Written instruction A: Repeat the passage on Mary Magdalene and Mystical France word for word.

Quoted text:
[BEGIN]
For four years before that vision, I had written devotionally about my love for the French heroines—Joan of Arc and Thérèse of Lisieux. Their hearts had already drawn me toward a hidden kingdom shimmering at the edge of France’s spiritual horizon. And then came Magdalene—the first light of that horizon, the inceptual flame of Mystical France.
Tradition tells us that after persecution arose in Jerusalem, Mary Magdalene journeyed to Provence, where she spent her final thirty years in contemplation at La Sainte-Baume. There, in solitude and silence, she became the apostle to France, carrying within her the fire of the Resurrection and the fragrance of the tomb she once anointed.
As the apostle to the apostles—the woman who knelt at the Lord’s feet, stood at the Cross, and beheld the empty tomb—Magdalene brought the first apostolic light to the shores that would one day become France. In her, the bond between Heaven and France was born—the first mystical pairing of France with the Kingdom of God.
Four centuries later, this divine thread wove through history again. Clotilda, the Burgundian queen, became the mother of Christendom through the conversion of her husband, King Clovis, the first Catholic king of the Franks. The seed planted by Magdalene had blossomed into royal soil.
Nearly a thousand years passed before Joan of Arc appeared, renewing the covenant of Mystical France. Before Charles VII, she proclaimed that Jesus Christ is the true King of France, and that Charles was but His lieutenant—a declaration that resounded like thunder across the Sky-Veil.
[END]
A series of records
[BEGIN]
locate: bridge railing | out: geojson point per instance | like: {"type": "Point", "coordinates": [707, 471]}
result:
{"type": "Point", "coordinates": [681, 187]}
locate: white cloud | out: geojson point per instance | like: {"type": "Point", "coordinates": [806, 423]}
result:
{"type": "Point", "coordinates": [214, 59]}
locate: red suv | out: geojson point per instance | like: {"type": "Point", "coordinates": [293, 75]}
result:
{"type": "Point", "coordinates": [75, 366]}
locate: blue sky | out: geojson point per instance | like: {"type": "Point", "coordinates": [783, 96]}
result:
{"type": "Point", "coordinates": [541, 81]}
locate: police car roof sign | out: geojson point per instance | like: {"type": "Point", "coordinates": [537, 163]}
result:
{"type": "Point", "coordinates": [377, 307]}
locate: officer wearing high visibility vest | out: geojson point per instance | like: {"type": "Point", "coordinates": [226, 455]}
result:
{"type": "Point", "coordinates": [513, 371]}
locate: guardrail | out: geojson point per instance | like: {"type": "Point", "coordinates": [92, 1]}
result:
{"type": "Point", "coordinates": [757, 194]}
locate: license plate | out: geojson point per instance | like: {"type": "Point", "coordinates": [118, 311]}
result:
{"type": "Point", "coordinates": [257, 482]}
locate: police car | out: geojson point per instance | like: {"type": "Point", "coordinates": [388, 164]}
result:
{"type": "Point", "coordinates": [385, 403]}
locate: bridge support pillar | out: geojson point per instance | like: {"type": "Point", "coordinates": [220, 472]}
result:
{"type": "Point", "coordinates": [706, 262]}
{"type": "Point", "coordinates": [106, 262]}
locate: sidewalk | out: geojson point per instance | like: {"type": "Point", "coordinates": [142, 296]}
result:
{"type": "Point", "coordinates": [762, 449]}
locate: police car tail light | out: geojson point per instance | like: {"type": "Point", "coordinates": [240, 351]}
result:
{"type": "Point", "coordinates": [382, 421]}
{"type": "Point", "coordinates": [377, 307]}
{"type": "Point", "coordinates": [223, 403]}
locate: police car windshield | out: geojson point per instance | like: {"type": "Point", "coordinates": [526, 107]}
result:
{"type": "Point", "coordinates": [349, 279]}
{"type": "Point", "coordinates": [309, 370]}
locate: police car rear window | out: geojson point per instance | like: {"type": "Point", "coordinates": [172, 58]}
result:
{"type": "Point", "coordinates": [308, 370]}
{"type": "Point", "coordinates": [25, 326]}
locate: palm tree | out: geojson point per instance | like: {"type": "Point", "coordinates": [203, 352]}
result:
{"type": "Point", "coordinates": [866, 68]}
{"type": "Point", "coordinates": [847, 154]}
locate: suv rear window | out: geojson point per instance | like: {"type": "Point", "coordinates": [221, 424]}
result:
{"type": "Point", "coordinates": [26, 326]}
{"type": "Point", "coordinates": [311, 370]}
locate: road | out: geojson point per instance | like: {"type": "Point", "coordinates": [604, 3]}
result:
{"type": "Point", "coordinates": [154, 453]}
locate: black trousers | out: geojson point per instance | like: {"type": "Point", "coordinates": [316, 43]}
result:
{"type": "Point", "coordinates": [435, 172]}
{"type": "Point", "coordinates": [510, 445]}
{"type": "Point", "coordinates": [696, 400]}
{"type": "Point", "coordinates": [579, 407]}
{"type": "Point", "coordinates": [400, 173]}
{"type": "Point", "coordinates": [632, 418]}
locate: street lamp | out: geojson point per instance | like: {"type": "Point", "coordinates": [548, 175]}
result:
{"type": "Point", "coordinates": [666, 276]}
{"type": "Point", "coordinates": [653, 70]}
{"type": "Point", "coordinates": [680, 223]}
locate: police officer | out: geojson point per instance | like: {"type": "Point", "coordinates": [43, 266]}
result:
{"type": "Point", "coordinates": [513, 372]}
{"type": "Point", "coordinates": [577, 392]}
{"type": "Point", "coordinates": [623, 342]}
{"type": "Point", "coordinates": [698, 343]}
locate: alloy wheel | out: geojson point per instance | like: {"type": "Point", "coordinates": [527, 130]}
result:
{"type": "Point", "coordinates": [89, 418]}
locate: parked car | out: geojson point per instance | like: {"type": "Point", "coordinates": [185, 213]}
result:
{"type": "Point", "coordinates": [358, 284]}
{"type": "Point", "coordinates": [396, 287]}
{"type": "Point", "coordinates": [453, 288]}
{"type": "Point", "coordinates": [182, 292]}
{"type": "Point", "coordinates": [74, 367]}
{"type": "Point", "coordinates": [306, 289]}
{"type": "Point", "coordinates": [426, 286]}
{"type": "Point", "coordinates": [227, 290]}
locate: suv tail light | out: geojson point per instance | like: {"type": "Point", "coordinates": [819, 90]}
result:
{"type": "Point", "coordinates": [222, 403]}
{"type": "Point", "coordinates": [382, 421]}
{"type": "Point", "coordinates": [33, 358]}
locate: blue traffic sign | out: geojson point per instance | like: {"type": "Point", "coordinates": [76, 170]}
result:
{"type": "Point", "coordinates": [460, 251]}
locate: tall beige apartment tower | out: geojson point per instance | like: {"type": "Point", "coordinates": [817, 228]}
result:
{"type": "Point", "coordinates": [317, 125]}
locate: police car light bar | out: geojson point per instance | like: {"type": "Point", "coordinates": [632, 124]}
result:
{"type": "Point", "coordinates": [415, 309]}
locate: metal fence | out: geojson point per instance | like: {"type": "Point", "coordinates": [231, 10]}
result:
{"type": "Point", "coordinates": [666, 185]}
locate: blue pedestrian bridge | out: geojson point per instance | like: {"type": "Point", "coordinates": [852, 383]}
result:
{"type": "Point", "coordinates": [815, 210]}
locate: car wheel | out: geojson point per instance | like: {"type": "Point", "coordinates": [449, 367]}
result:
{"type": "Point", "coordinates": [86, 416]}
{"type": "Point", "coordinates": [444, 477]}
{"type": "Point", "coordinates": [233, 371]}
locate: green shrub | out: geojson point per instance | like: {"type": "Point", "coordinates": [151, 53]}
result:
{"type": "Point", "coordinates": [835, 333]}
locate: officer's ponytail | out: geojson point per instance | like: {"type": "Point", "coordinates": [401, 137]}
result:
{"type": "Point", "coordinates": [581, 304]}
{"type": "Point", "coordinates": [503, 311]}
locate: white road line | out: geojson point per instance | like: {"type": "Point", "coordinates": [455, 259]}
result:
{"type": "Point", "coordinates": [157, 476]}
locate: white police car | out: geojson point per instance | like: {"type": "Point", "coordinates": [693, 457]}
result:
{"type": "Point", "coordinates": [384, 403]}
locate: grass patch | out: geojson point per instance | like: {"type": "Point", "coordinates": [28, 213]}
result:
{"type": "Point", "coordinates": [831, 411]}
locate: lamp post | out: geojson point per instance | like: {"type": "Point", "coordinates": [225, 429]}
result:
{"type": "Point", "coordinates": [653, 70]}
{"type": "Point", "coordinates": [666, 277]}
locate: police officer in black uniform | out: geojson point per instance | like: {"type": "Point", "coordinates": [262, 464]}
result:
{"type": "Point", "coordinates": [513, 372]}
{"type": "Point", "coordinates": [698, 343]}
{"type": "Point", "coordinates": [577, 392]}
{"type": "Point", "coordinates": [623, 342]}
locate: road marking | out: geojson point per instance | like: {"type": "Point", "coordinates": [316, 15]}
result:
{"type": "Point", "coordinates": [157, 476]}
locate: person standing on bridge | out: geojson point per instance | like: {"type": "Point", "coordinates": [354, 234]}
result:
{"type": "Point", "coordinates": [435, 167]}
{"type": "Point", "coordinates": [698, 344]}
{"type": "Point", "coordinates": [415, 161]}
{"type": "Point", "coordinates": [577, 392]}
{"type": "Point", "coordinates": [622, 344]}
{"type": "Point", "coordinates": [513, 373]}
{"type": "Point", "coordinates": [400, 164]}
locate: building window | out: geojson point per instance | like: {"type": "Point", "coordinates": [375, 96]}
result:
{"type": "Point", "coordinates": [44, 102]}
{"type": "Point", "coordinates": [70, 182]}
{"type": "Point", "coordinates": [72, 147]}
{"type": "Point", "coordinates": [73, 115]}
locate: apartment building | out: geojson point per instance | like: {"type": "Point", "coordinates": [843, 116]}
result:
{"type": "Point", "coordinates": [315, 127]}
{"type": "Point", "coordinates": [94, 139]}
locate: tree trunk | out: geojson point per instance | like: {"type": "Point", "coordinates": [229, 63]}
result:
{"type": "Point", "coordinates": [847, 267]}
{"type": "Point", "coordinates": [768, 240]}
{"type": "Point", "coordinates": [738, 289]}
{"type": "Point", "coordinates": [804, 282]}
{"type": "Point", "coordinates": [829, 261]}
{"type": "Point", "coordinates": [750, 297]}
[END]
Written instruction B: Reproduce the records exactly, beginning at the line that contains "locate: road marking" and continuing through the last line of the records, with both of those lines included.

Full solution A:
For four years before that vision, I had written devotionally about my love for the French heroines—Joan of Arc and Thérèse of Lisieux. Their hearts had already drawn me toward a hidden kingdom shimmering at the edge of France’s spiritual horizon. And then came Magdalene—the first light of that horizon, the inceptual flame of Mystical France.
Tradition tells us that after persecution arose in Jerusalem, Mary Magdalene journeyed to Provence, where she spent her final thirty years in contemplation at La Sainte-Baume. There, in solitude and silence, she became the apostle to France, carrying within her the fire of the Resurrection and the fragrance of the tomb she once anointed.
As the apostle to the apostles—the woman who knelt at the Lord’s feet, stood at the Cross, and beheld the empty tomb—Magdalene brought the first apostolic light to the shores that would one day become France. In her, the bond between Heaven and France was born—the first mystical pairing of France with the Kingdom of God.
Four centuries later, this divine thread wove through history again. Clotilda, the Burgundian queen, became the mother of Christendom through the conversion of her husband, King Clovis, the first Catholic king of the Franks. The seed planted by Magdalene had blossomed into royal soil.
Nearly a thousand years passed before Joan of Arc appeared, renewing the covenant of Mystical France. Before Charles VII, she proclaimed that Jesus Christ is the true King of France, and that Charles was but His lieutenant—a declaration that resounded like thunder across the Sky-Veil.

Full solution B:
locate: road marking | out: geojson point per instance | like: {"type": "Point", "coordinates": [316, 15]}
result:
{"type": "Point", "coordinates": [157, 476]}
locate: person standing on bridge | out: geojson point per instance | like: {"type": "Point", "coordinates": [354, 234]}
result:
{"type": "Point", "coordinates": [435, 167]}
{"type": "Point", "coordinates": [698, 344]}
{"type": "Point", "coordinates": [415, 161]}
{"type": "Point", "coordinates": [577, 392]}
{"type": "Point", "coordinates": [622, 344]}
{"type": "Point", "coordinates": [513, 373]}
{"type": "Point", "coordinates": [400, 164]}
locate: building window | out: geojson point per instance | like: {"type": "Point", "coordinates": [375, 96]}
result:
{"type": "Point", "coordinates": [44, 102]}
{"type": "Point", "coordinates": [70, 182]}
{"type": "Point", "coordinates": [72, 147]}
{"type": "Point", "coordinates": [73, 115]}
locate: apartment building | out: geojson point per instance | like: {"type": "Point", "coordinates": [843, 116]}
result:
{"type": "Point", "coordinates": [315, 127]}
{"type": "Point", "coordinates": [94, 139]}
locate: tree trunk | out: geojson point per instance | like: {"type": "Point", "coordinates": [229, 63]}
result:
{"type": "Point", "coordinates": [847, 267]}
{"type": "Point", "coordinates": [768, 240]}
{"type": "Point", "coordinates": [738, 289]}
{"type": "Point", "coordinates": [804, 282]}
{"type": "Point", "coordinates": [829, 261]}
{"type": "Point", "coordinates": [750, 297]}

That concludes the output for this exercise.